[START OF SELECTED TEXT]
The EAT held that the first certificate was indeed valid, and thus the claim was brought out of time. It did so on two bases. First, there is no requirement under Rule 12 of the ET Rules for ET staff to refer a claim form to an Employment Judge if the address of the prospective respondent on a claim form is different from that on the EC certificate.
Alternatively, and having regard to the purposive and non-technical approach to the EC process which other decisions of the EAT have set out, the provision by a Claimant of an address at which business in relation to a Respondent is carried out is compliant with the EC regulations.
HIS HONOUR JUDGE MARTYN BARKLEM
1. This appeal was permitted to go for a full hearing by Her Honour Judge Eady QC (as she then was) on a narrow point of law concerning the requirement for an early conciliation certificate to contain the “correct address” of a Respondent, a point which was live before, but not addressed by, the Employment Tribunal (“The ET”). In this judgment, I shall refer to the parties as they were below.
2. The appeal is against the decision of an ET sitting at Leeds (Employment Judge Cox sitting alone) which held that the Claimant’s claim had been presented outside the statutory limit, that it was reasonably practicable for the claim to be presented in time, and thus that the claim was dismissed for want of jurisdiction. Reasons were sent to the parties on 14 January 2019.
[END OF SELECTED TEXT]
[START OF STORED ROWS]
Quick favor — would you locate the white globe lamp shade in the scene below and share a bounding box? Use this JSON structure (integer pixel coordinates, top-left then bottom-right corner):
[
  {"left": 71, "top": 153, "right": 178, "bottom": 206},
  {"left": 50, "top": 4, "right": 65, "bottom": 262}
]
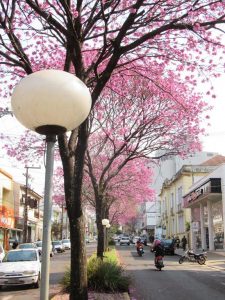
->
[
  {"left": 11, "top": 70, "right": 92, "bottom": 135},
  {"left": 102, "top": 219, "right": 109, "bottom": 226}
]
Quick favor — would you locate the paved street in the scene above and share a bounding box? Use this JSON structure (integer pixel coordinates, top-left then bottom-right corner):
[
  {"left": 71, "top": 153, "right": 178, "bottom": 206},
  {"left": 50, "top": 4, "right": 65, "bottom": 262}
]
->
[
  {"left": 0, "top": 243, "right": 96, "bottom": 300},
  {"left": 117, "top": 246, "right": 225, "bottom": 300}
]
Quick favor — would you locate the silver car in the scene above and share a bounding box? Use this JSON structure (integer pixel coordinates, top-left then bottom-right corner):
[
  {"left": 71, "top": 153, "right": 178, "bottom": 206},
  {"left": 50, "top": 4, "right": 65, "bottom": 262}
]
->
[
  {"left": 120, "top": 236, "right": 130, "bottom": 246},
  {"left": 0, "top": 249, "right": 41, "bottom": 288},
  {"left": 62, "top": 239, "right": 71, "bottom": 250}
]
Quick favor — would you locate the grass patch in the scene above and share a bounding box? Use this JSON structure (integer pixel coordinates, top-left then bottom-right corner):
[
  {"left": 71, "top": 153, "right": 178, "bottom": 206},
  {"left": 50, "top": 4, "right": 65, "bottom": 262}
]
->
[{"left": 61, "top": 250, "right": 130, "bottom": 292}]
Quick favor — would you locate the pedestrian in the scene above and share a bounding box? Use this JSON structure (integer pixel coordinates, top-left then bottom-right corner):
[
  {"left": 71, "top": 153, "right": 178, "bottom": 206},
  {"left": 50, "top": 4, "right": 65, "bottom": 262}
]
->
[
  {"left": 176, "top": 236, "right": 180, "bottom": 249},
  {"left": 149, "top": 235, "right": 155, "bottom": 244},
  {"left": 181, "top": 235, "right": 187, "bottom": 251},
  {"left": 12, "top": 240, "right": 19, "bottom": 249}
]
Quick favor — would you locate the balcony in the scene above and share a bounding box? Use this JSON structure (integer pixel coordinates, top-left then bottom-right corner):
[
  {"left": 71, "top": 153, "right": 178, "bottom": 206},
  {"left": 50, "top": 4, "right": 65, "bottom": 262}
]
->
[
  {"left": 34, "top": 211, "right": 40, "bottom": 219},
  {"left": 177, "top": 203, "right": 183, "bottom": 213}
]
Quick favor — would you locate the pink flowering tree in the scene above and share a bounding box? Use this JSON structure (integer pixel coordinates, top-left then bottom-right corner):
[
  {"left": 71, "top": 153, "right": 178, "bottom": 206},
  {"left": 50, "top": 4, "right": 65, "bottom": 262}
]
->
[
  {"left": 0, "top": 0, "right": 225, "bottom": 299},
  {"left": 85, "top": 77, "right": 208, "bottom": 257}
]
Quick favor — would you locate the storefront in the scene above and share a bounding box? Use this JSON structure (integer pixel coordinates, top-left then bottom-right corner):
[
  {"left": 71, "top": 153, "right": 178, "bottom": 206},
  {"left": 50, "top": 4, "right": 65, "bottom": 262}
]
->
[{"left": 183, "top": 165, "right": 225, "bottom": 250}]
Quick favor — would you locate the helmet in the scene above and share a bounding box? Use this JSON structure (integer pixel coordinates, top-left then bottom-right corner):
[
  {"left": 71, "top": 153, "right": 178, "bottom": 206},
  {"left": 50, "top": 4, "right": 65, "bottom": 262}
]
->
[{"left": 153, "top": 240, "right": 161, "bottom": 247}]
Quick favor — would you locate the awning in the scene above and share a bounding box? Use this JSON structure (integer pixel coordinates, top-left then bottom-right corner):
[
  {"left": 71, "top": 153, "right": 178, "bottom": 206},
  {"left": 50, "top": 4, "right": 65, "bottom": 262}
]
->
[{"left": 3, "top": 227, "right": 23, "bottom": 231}]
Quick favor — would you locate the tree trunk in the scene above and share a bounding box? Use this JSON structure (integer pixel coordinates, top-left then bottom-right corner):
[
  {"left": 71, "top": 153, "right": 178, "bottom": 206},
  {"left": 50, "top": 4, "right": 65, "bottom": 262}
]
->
[
  {"left": 96, "top": 196, "right": 105, "bottom": 259},
  {"left": 58, "top": 121, "right": 88, "bottom": 300}
]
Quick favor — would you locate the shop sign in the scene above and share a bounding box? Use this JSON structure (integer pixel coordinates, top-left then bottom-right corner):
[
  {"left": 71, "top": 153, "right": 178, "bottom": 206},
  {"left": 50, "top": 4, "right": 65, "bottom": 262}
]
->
[
  {"left": 0, "top": 206, "right": 15, "bottom": 228},
  {"left": 0, "top": 216, "right": 15, "bottom": 228},
  {"left": 191, "top": 222, "right": 199, "bottom": 232}
]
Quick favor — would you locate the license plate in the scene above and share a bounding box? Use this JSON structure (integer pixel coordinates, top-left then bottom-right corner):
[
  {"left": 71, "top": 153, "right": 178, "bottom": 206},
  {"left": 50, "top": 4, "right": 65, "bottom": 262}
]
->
[{"left": 6, "top": 278, "right": 19, "bottom": 284}]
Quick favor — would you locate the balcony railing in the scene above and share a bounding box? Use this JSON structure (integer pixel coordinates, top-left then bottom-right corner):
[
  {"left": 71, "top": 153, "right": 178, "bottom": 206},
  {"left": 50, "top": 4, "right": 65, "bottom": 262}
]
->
[END OF STORED ROWS]
» EXERCISE REQUIREMENTS:
1: Name every judge mentioned in the judgment excerpt, with the title given for each.
2: According to the judgment excerpt, on what date were the ET's reasons sent to the parties?
3: From the judgment excerpt, extract the passage that begins at the words "The EAT held" and stops after "the EC certificate.".

» SOLUTIONS FOR EACH TASK:
1:
- His Honour Judge Martyn Barklem
- Her Honour Judge Eady QC
- Employment Judge Cox

2: 14 January 2019.

3:
The EAT held that the first certificate was indeed valid, and thus the claim was brought out of time. It did so on two bases. First, there is no requirement under Rule 12 of the ET Rules for ET staff to refer a claim form to an Employment Judge if the address of the prospective respondent on a claim form is different from that on the EC certificate.